WRITTEN PROBLEM → Collect every line of the items below that contains the string "pole" and copy each such line in full. Matching is case-sensitive.

ENTRIES SUPPLIED →

* * * * * * * * *

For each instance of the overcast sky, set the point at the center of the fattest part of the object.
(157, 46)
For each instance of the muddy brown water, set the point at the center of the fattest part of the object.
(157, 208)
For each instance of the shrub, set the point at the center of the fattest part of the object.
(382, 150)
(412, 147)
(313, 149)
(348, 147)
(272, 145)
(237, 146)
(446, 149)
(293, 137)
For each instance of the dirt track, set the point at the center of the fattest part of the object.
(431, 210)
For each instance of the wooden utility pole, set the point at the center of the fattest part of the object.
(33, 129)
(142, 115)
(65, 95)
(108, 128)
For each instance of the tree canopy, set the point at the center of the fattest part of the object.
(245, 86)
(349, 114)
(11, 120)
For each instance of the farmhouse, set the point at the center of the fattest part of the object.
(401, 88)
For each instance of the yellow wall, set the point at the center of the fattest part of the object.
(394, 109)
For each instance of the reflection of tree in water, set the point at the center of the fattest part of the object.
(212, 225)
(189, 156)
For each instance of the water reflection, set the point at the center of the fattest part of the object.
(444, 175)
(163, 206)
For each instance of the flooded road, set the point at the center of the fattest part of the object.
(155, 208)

* * * * * * * * *

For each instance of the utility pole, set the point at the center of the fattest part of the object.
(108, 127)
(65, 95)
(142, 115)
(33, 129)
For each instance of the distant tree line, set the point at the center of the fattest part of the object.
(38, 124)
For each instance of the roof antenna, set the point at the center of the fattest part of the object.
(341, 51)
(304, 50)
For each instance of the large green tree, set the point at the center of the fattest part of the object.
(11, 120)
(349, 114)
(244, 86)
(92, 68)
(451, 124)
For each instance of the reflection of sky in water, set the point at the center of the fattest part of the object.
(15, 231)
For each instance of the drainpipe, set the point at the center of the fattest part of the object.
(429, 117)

* * * * * * * * *

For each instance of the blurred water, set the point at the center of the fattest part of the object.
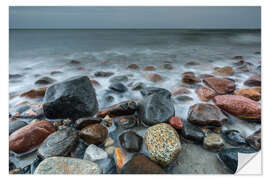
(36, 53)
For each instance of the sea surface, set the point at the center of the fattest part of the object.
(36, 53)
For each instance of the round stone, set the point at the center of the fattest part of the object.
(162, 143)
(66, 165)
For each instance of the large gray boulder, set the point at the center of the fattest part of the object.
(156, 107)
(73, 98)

* * * * * * * * *

TASK ANSWER →
For each instance of the wooden utility pole, set the point at the center of the fattest part of the object.
For each instance of the utility pole, set the point at the center of the fattest part of the object.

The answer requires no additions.